◆ **Source excerpt**:
A great example is President Obama's mandate to slice a laughable $100 million out of the record $3.6 trillion budget and then send his spokesman out there Monday with a ridiculous defense of it:

(BEGIN VIDEO CLIP)

WHITE HOUSE PRESS SECRETARY ROBERT GIBBS: I am being completely sincere here, that only in Washington, D.C. is $100 million not a lot of money. It is where I'm from. It is where I grew up. And I think it is for hundreds of millions of Americans.

(CROSSTALK)

UNIDENTIFIED FEMALE: But the point is it's not a very big portion of the deficit...

UNIDENTIFIED MALE: You were talking about an appropriations bill a few weeks ago — that at $8 billion — being minuscule; a billion in earmarks. We were talking about that and you said that that —

GIBBS: Well, in terms of —

UNIDENTIFIED MALE: A hundred million is a lot, but $8 billion is small?

GIBBS: What I'm saying is I think it all adds up...

(END VIDEO CLIP)

Let me get this straight: $100 million is a lot to cut, but $8 billion is a small amount to spend? Please. We're not 3-year-olds you can talk down to.

The trust deficit is widening because of two things: double-talk and corruption.

Even as they "slash" 1/35,000th from the budget, the double-talk is that they're only cutting it from one area to fund other areas. In other words, it's not a cut at all.

And then you have the corruption. We are finding out from the oversight panel's report that last fall's $700 billion TARP package has grown to a dozen programs that could reach a price tag of $3 trillion when you add up the Federal Reserve loans, FDIC guarantees and private money.

The report reads: "The sheer size of the program... is so large and the leverage being provided in the private equity participants so beneficial that the taxpayer risk is many times that of the private parties, thereby potentially skewing the economic incentives."

Who'd have seen that coming?

◆ **Extracted information**:

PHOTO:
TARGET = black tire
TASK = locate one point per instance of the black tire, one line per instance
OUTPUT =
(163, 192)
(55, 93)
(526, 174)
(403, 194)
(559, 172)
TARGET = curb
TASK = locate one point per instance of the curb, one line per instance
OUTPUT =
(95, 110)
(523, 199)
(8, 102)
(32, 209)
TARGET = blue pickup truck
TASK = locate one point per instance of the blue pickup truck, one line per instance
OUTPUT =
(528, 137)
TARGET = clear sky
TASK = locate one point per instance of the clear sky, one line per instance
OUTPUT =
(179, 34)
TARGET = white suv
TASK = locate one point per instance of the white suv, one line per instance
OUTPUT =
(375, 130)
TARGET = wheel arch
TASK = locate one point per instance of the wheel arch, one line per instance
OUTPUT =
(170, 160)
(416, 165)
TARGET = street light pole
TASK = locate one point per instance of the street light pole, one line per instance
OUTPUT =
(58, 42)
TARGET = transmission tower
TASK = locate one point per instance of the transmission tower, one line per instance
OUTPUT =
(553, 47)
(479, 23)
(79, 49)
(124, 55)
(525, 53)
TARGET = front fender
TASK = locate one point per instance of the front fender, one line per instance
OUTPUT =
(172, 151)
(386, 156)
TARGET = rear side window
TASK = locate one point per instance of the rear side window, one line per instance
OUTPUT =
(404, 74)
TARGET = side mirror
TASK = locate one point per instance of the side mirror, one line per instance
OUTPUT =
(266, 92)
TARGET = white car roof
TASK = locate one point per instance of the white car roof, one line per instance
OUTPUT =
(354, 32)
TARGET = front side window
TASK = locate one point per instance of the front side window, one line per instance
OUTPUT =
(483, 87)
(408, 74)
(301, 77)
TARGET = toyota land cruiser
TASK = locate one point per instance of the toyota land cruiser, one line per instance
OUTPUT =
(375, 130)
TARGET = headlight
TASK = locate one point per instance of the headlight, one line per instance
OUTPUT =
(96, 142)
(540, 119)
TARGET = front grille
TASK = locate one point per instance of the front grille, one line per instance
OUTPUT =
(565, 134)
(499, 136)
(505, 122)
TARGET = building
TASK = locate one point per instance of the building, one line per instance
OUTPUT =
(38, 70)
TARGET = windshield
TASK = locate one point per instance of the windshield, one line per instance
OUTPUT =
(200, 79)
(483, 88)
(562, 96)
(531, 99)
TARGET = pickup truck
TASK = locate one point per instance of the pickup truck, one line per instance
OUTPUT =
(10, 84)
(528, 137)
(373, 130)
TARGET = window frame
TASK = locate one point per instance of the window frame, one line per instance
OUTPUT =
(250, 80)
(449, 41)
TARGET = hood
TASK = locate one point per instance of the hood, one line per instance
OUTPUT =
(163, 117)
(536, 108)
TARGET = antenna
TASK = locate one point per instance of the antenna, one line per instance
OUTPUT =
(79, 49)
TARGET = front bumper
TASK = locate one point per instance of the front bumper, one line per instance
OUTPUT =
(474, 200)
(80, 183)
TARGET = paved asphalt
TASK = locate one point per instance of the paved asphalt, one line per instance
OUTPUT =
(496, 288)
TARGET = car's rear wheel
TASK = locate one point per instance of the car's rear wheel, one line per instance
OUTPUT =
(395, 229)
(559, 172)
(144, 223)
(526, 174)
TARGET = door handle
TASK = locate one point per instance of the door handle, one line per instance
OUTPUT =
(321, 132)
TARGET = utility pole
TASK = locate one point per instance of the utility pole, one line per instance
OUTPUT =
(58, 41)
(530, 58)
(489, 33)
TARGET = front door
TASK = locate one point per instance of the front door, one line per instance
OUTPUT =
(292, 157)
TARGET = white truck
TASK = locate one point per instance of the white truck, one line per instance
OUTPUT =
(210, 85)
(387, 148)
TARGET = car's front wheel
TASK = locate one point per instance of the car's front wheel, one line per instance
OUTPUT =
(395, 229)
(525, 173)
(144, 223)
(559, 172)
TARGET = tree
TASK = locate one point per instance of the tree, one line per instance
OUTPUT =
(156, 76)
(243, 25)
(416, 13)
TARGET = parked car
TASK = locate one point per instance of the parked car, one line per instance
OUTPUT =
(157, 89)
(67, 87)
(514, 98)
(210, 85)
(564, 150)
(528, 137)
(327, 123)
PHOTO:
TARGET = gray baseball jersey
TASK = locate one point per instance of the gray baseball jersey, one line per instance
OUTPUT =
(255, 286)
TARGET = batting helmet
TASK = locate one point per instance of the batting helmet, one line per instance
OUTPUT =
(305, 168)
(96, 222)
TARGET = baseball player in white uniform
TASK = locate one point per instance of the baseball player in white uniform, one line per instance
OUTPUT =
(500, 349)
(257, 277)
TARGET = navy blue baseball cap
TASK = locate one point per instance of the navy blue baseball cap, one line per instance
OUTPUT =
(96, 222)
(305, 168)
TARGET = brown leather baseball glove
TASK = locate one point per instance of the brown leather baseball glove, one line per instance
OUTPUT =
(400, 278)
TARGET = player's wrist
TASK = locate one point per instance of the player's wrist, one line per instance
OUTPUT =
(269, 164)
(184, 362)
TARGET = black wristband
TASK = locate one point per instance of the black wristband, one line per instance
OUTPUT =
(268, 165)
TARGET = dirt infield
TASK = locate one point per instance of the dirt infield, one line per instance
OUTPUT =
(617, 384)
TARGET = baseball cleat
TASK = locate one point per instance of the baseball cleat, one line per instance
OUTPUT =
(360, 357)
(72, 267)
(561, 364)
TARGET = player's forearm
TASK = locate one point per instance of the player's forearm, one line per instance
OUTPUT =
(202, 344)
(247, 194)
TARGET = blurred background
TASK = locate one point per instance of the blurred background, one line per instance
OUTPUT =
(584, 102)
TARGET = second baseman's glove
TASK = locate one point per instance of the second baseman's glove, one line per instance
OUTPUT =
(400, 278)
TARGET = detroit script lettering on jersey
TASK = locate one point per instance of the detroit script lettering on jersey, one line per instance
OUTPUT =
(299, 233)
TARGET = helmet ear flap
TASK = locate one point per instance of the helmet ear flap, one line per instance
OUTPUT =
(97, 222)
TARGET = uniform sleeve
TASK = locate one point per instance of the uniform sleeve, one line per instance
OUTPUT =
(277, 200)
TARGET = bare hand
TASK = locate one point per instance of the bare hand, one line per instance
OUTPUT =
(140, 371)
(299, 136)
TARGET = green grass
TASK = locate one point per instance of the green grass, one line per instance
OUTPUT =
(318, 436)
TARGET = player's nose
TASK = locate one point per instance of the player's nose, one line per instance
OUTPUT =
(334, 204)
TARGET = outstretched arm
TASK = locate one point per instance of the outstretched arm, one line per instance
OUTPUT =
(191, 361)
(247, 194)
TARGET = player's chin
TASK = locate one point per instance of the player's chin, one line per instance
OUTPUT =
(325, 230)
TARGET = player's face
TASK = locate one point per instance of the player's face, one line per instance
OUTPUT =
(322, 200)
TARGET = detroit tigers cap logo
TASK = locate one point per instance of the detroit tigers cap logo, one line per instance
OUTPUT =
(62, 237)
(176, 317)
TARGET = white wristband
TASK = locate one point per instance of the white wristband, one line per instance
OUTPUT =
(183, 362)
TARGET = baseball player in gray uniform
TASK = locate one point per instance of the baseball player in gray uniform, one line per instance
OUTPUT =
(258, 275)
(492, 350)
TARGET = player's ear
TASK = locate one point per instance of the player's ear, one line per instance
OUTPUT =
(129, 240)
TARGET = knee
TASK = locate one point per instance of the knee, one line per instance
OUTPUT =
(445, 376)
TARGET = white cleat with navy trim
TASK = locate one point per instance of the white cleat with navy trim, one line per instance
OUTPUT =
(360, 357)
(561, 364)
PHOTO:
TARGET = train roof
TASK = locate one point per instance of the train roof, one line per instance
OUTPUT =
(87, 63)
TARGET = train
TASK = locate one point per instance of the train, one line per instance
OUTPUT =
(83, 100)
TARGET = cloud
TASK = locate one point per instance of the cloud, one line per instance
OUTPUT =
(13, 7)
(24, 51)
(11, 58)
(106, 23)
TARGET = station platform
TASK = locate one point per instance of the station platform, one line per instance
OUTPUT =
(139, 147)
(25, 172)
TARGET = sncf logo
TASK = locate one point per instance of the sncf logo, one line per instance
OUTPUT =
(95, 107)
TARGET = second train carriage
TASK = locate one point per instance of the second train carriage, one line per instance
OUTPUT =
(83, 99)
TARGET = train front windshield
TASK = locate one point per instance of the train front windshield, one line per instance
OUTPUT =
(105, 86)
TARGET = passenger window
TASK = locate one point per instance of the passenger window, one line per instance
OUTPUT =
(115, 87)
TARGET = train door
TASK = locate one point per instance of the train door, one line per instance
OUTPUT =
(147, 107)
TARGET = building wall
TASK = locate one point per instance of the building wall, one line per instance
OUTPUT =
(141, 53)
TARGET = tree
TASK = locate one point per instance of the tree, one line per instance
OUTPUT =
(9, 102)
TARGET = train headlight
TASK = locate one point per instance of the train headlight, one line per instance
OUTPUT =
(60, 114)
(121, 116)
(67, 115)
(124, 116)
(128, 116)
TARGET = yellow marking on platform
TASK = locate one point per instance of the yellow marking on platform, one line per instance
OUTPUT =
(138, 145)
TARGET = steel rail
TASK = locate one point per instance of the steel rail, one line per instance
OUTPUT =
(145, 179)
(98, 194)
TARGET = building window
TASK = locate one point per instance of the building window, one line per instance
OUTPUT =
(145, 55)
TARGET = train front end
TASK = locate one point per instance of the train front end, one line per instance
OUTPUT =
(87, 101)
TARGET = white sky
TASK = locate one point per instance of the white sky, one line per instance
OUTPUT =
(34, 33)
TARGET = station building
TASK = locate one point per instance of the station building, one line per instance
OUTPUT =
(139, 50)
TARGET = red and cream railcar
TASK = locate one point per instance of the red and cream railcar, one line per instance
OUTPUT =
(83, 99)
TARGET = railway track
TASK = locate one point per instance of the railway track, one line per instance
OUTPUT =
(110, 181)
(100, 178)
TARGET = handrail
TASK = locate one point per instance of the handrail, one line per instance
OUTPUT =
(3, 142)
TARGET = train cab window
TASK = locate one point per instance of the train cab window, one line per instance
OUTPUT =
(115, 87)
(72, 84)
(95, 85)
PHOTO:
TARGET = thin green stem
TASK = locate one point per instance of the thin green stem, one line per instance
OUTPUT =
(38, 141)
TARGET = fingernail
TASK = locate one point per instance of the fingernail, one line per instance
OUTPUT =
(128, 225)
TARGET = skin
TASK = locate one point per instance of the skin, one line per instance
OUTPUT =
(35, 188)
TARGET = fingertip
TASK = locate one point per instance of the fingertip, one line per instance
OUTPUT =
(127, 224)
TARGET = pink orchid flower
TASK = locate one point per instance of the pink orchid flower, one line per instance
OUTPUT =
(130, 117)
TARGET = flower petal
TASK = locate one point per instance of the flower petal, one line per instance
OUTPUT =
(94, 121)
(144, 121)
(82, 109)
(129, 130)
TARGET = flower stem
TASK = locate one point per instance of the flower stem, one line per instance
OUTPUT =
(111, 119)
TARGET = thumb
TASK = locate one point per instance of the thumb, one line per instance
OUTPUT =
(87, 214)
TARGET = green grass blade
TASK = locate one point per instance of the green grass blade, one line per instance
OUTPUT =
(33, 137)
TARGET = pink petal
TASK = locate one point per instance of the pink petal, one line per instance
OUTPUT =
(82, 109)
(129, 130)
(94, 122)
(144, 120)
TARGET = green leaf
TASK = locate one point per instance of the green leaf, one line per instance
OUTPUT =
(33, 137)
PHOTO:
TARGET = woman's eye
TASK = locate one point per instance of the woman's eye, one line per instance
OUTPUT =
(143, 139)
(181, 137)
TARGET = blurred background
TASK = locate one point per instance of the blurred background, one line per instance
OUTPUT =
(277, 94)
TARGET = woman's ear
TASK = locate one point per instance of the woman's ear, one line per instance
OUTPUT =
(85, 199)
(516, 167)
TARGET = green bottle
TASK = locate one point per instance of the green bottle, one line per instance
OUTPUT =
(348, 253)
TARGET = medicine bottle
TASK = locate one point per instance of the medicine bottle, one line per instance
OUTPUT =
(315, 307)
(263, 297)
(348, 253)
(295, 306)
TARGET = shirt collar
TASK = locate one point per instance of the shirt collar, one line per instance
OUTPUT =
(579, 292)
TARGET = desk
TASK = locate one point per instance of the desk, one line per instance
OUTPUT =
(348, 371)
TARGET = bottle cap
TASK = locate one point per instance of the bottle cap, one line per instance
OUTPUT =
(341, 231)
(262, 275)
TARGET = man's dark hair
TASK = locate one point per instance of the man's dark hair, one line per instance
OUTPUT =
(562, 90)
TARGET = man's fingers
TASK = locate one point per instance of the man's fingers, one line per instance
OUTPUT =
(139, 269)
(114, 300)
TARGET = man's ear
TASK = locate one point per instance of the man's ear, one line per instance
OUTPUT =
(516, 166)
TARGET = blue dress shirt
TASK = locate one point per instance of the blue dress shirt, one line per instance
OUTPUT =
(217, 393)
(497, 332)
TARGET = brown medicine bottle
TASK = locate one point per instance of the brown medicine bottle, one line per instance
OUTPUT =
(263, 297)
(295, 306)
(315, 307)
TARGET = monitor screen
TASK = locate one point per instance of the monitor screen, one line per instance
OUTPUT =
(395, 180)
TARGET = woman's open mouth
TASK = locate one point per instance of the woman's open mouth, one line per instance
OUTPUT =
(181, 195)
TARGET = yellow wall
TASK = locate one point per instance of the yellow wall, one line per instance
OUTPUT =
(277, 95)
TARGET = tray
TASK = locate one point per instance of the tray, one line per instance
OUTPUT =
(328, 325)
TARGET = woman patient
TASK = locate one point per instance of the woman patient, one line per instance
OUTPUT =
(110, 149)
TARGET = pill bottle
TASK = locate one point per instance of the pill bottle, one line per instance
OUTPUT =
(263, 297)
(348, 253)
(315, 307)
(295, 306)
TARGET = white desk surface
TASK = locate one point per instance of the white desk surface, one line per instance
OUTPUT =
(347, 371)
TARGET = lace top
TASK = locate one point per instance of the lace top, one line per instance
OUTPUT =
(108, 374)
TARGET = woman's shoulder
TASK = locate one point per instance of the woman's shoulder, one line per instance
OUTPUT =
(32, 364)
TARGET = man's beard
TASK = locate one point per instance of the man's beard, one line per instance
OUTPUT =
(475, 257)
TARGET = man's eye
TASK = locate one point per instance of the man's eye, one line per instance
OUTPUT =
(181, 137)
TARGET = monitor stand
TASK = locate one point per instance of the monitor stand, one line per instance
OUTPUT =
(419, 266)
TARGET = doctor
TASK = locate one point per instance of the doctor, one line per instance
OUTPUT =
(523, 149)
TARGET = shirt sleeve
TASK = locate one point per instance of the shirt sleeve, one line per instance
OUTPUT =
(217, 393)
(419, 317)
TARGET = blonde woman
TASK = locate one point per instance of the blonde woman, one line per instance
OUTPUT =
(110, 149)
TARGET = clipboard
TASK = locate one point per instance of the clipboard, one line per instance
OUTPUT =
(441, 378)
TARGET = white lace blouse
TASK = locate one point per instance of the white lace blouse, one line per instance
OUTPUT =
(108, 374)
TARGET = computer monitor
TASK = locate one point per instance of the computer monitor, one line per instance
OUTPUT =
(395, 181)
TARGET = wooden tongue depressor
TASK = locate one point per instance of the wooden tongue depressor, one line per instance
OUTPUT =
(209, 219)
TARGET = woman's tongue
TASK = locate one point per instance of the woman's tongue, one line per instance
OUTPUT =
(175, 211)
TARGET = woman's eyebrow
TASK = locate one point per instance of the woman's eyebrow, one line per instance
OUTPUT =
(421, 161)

◆ **The problem**:
Write out the excerpt on the $100 million budget cut in full, word for word. The entries come from a separate source and have no connection to the excerpt on the $100 million budget cut.

◆ **The solution**:
A great example is President Obama's mandate to slice a laughable $100 million out of the record $3.6 trillion budget and then send his spokesman out there Monday with a ridiculous defense of it:

(BEGIN VIDEO CLIP)

WHITE HOUSE PRESS SECRETARY ROBERT GIBBS: I am being completely sincere here, that only in Washington, D.C. is $100 million not a lot of money. It is where I'm from. It is where I grew up. And I think it is for hundreds of millions of Americans.

(CROSSTALK)

UNIDENTIFIED FEMALE: But the point is it's not a very big portion of the deficit...

UNIDENTIFIED MALE: You were talking about an appropriations bill a few weeks ago — that at $8 billion — being minuscule; a billion in earmarks. We were talking about that and you said that that —

GIBBS: Well, in terms of —

UNIDENTIFIED MALE: A hundred million is a lot, but $8 billion is small?

GIBBS: What I'm saying is I think it all adds up...

(END VIDEO CLIP)

Let me get this straight: $100 million is a lot to cut, but $8 billion is a small amount to spend? Please. We're not 3-year-olds you can talk down to.

The trust deficit is widening because of two things: double-talk and corruption.

Even as they "slash" 1/35,000th from the budget, the double-talk is that they're only cutting it from one area to fund other areas. In other words, it's not a cut at all.

And then you have the corruption. We are finding out from the oversight panel's report that last fall's $700 billion TARP package has grown to a dozen programs that could reach a price tag of $3 trillion when you add up the Federal Reserve loans, FDIC guarantees and private money.

The report reads: "The sheer size of the program... is so large and the leverage being provided in the private equity participants so beneficial that the taxpayer risk is many times that of the private parties, thereby potentially skewing the economic incentives."

Who'd have seen that coming?